▶ _EXTRACTED TEXT_
Re: [Python-ideas] INSANE FLOAT PERFORMANCE!!!

11 Oct 2016

      To answer your question: I special-case unicode (strings), ints, and
floats. I am working on special-casing tuples (can even be different types,
just need homogeneity column-wise). The best speedups will be tuples of
floats: it'll bypass three layers of useless checks.

If I run it without special-casing floats (just using tp->rich_compare) I
only get like a 5-10% speedup. I'm working on rigorous benchmarks for all
this stuff, will post a pdf along with the patch once it's all done. But
it's certainly <10%. However, part of this is because my special case is
really low-level; for strings I've actually found the opposite, using
tp->richcompare gives me almost the same results as my special case
compare, since it still has to PyUnicode_READY the strings (or whatever
it's called).

Regarding generalization: the general technique for special-casing is you
just substitute all type checks with 1 or 0 by applying the type assumption
you're making. That's the only way to guarantee it's safe and compliant.

Elliot

On Tue, Oct 11, 2016, 5:19 PM Jim J. Jewett <jimjjewett@gmail.com> wrote:
...
Excellent.
I'm surprised cache didn't save more, but less surprised than I was ... I
hadn't realized that you were skipping the verifications in
PyFloat_RichCompare as well.  Does that generalize to other element types
without exposing too much of the per-type internals to list.sort?

▶ _INFORMATION PROVIDED_
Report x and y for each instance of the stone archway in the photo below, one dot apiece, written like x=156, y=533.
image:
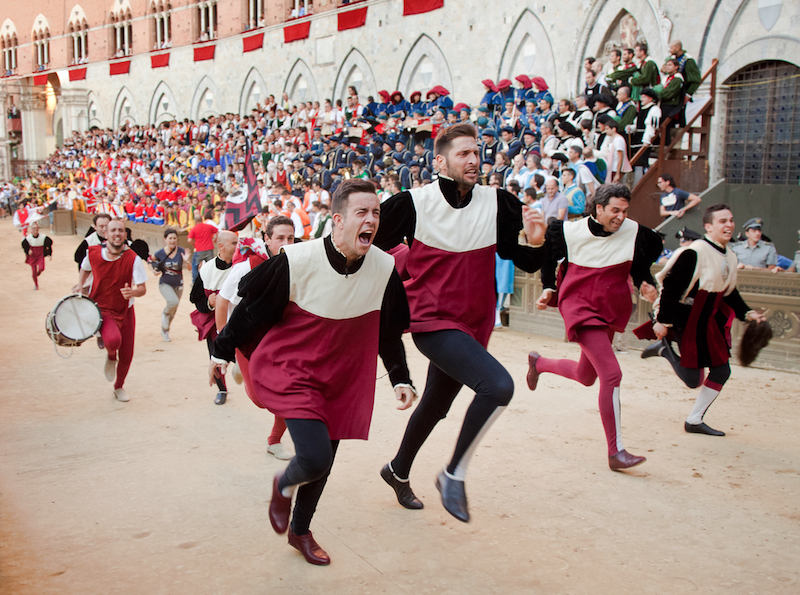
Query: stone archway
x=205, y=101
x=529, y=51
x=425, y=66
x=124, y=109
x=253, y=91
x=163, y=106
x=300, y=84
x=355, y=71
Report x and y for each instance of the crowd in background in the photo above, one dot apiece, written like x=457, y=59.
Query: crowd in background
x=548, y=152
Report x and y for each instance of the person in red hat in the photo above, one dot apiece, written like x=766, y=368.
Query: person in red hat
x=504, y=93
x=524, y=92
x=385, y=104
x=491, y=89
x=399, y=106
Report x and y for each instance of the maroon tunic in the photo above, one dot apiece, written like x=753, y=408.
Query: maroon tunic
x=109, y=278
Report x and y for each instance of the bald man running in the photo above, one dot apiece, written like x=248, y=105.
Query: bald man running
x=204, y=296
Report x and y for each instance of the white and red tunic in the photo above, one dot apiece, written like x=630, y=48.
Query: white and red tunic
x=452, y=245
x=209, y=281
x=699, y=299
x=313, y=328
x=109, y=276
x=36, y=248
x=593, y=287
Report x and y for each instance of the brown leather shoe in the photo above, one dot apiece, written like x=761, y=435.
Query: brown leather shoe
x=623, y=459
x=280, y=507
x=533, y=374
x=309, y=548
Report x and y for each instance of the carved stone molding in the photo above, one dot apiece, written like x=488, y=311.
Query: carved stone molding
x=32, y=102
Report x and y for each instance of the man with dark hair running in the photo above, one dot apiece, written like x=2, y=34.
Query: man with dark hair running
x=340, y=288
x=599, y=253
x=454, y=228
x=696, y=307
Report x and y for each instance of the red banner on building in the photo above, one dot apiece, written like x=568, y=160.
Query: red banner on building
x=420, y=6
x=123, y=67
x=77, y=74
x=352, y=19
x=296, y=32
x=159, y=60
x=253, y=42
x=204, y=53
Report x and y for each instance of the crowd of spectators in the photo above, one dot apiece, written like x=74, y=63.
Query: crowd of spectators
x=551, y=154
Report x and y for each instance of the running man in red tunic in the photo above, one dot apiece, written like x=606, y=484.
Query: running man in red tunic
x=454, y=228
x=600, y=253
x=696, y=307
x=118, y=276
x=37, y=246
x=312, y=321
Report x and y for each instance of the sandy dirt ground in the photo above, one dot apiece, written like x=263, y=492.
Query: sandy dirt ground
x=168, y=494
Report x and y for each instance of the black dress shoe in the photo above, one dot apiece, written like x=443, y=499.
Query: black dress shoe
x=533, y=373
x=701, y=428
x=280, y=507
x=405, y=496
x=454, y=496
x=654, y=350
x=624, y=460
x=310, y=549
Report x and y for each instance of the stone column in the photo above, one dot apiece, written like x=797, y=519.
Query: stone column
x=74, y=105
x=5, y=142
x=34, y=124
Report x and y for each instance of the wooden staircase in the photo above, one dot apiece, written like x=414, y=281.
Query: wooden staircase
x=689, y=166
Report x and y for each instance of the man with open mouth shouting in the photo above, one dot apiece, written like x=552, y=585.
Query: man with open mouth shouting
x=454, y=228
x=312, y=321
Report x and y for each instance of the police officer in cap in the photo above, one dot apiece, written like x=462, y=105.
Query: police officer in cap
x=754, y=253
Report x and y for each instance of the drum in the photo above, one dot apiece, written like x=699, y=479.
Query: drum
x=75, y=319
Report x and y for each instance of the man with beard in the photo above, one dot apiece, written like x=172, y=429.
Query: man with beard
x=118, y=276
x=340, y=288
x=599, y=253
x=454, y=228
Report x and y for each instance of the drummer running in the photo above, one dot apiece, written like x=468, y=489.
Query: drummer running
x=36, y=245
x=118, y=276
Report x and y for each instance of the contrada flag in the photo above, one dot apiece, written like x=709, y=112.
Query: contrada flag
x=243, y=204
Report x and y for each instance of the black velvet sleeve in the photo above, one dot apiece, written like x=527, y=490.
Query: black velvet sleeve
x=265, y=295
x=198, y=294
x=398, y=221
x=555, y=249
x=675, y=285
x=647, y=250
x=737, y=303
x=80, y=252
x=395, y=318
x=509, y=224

---

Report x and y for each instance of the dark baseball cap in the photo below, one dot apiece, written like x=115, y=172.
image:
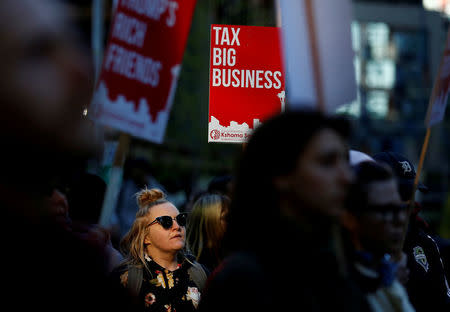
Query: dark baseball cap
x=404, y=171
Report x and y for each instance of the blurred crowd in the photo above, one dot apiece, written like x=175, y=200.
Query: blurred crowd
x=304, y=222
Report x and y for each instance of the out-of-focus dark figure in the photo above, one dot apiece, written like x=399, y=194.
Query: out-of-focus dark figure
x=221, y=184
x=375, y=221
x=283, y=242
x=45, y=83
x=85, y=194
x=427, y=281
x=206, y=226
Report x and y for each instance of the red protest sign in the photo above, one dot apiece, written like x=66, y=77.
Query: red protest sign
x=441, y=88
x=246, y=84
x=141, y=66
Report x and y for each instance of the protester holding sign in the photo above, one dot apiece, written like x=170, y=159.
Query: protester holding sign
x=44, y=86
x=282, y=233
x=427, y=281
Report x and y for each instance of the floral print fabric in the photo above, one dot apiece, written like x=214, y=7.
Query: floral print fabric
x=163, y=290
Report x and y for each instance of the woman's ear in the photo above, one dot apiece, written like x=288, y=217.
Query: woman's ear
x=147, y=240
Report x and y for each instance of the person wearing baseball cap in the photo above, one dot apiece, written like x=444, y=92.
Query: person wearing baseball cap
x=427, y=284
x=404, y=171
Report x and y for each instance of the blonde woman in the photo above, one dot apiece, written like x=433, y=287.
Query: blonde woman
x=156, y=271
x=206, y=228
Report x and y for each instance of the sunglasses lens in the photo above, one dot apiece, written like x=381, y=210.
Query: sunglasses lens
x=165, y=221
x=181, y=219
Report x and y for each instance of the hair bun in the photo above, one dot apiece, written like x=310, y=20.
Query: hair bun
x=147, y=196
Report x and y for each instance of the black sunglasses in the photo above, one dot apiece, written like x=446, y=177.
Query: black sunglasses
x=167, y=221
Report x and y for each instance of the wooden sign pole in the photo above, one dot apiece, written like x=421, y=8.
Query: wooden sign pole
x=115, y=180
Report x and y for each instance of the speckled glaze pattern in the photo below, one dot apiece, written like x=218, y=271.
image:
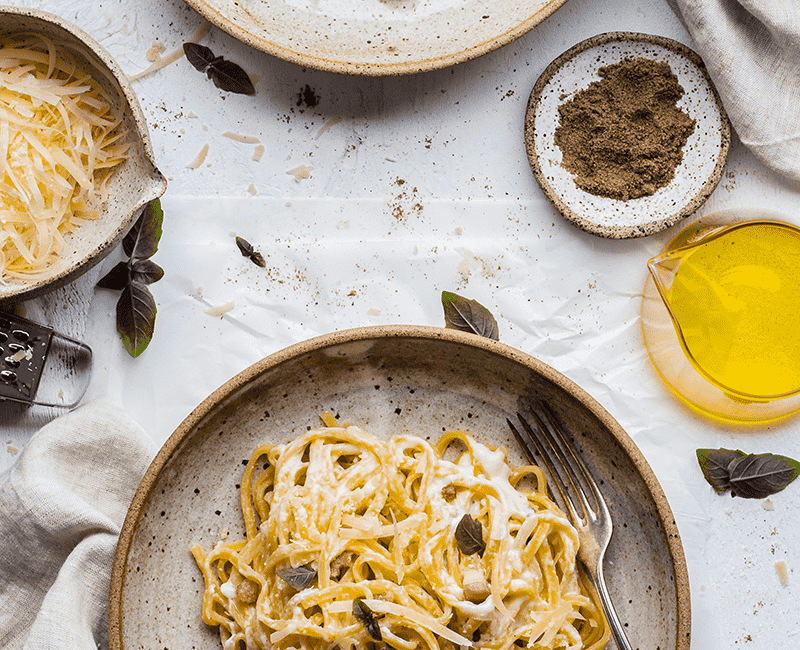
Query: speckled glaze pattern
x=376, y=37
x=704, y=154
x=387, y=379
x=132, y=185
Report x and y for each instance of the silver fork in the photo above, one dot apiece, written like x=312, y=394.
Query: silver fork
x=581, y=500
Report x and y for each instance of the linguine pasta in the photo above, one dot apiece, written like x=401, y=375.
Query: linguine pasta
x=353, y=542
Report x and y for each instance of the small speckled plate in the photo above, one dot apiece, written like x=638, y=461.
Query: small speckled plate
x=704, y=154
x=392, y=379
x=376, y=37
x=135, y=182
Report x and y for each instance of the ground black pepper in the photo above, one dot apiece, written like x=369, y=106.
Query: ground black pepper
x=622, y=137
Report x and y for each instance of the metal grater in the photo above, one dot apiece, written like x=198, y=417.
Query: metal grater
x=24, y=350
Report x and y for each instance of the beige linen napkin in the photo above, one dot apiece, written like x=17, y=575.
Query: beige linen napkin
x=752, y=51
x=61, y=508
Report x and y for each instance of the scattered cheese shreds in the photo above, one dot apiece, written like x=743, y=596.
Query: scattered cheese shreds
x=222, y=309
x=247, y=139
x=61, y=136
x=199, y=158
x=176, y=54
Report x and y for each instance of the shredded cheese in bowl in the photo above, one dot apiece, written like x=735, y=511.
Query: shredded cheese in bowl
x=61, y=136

--

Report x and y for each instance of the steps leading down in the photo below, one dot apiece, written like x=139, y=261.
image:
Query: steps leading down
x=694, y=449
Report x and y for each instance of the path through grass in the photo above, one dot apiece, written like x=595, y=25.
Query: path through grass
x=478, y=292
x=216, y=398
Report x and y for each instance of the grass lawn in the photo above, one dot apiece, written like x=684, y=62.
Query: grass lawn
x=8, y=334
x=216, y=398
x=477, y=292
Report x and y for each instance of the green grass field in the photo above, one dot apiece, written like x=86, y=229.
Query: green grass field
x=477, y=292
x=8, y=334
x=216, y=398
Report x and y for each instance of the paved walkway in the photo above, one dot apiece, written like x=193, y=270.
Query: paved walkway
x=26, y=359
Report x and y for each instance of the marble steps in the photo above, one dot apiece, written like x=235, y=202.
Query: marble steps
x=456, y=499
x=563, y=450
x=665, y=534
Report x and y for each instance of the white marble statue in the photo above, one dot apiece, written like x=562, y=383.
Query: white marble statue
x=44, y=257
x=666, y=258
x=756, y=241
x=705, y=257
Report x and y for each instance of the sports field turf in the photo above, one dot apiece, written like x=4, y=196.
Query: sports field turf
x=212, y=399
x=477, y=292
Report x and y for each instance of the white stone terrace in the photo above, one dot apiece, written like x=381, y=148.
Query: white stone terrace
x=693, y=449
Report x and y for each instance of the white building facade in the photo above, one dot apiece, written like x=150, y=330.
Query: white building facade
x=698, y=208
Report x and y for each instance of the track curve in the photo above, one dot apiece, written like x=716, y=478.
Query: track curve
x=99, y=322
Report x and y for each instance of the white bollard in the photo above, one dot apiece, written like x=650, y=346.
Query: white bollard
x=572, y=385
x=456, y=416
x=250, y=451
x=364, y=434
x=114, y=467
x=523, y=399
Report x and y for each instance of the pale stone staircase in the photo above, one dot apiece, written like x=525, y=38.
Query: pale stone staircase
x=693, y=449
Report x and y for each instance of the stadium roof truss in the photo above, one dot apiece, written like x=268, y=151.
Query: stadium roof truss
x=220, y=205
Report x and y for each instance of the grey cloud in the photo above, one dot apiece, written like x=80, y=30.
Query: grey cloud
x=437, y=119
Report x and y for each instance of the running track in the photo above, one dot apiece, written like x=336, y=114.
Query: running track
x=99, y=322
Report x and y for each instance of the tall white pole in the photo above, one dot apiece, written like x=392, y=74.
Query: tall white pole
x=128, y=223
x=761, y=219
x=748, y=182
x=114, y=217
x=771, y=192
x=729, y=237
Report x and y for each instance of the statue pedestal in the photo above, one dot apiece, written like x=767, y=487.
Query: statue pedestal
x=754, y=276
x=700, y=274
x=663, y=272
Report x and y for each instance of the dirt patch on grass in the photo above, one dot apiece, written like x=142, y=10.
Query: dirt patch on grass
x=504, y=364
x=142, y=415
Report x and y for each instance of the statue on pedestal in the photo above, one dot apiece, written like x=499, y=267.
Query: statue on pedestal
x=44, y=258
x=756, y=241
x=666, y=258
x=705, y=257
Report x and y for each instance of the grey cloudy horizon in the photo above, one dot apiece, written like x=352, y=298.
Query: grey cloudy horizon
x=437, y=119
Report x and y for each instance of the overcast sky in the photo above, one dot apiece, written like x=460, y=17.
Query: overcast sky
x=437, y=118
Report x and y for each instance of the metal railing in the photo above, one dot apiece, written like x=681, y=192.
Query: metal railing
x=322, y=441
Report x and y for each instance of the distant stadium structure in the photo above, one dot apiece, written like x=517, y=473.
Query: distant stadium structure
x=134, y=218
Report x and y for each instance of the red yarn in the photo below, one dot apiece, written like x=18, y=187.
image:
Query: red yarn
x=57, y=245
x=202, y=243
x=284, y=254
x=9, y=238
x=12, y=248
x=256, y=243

▶ _WORK REQUIRED_
Rewrite the part of the mailing-list reply that opens with the words containing "I'm surprised cache" and closes with "internals to list.sort?", substituting "checks" for "verifications".

▶ _ANSWER TO THE EXERCISE_
I'm surprised cache didn't save more, but less surprised than I was ... I
hadn't realized that you were skipping the checks in
PyFloat_RichCompare as well.  Does that generalize to other element types
without exposing too much of the per-type internals to list.sort?